*Challenge A*. Count the lines of the listing that contain the string "path", treating uppercase and lowercase as different. Give only the number.

*Source excerpt*.
⟨
# One more Brass & Coco Combo Duck Call



## Robert A. (Jan 8, 2009)

Well I was going to checker my first call like this and decided i would rather just make another.. This is solid Brass insert and Brass sleeved Cocobolo 3 panel checkered call. I used BLO for the finish.. It is tuned open water and it rings!!


----------



## rkent (Mar 4, 2010)

Sweet!


----------



## JS Fog (Sep 4, 2012)

Very Nice. The checkering look great.


----------



## WildThings (Jan 2, 2007)

WOW just WOW


----------



## bill (May 21, 2004)

I had a conversation today about your calls and the last Brass combo you turned. Real works of art. They are in a class of their own. Beautiful, just beautiful


----------



## ronbeaux (Mar 25, 2006)

Fantastic!


----------



## Robert A. (Jan 8, 2009)

Thank you all for your kindness!!!


----------



## Cowbird93 (Sep 28, 2012)

That's amazing work man absolutely a piece of art I would love to get one from you just name the price


----------



## Viking48 (Jan 24, 2006)

Impressive as always


----------



## Slip (Jul 25, 2006)

Really, Really, REALLY Nice!


----------



## Tortuga (May 21, 2004)

True work of art, Mate...thumbs up


----------



## Robert A. (Jan 8, 2009)

Thanks Again Guys!!!!


----------
⟩
*Input records*.
⟨
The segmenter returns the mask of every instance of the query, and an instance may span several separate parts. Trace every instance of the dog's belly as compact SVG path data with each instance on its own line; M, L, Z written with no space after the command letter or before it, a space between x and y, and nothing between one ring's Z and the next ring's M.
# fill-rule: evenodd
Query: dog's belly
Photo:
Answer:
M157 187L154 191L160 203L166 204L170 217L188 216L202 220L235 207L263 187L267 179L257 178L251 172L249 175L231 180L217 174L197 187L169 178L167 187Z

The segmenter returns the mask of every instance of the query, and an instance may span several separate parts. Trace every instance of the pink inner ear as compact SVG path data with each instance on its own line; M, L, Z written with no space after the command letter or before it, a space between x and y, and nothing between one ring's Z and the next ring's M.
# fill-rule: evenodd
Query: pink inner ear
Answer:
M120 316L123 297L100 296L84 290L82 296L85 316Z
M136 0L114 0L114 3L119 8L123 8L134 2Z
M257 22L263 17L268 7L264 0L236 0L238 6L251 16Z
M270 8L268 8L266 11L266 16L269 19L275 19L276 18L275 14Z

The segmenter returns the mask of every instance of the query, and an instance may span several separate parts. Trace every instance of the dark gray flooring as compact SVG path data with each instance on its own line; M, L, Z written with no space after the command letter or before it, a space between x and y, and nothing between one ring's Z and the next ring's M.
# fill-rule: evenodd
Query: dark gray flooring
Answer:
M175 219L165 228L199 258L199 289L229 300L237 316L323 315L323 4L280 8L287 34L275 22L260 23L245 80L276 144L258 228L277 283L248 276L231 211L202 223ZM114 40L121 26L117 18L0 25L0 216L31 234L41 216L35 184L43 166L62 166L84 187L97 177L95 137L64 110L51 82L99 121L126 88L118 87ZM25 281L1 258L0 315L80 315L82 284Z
⟩
*Challenge B*. Reproduce the passage of the duck call thread starting with "I had a conversation" and going on through "(Mar 25, 2006)", without changing a character.

*Written solution A*. 3

*Written solution B*.
I had a conversation today about your calls and the last Brass combo you turned. Real works of art. They are in a class of their own. Beautiful, just beautiful


----------



## ronbeaux (Mar 25, 2006)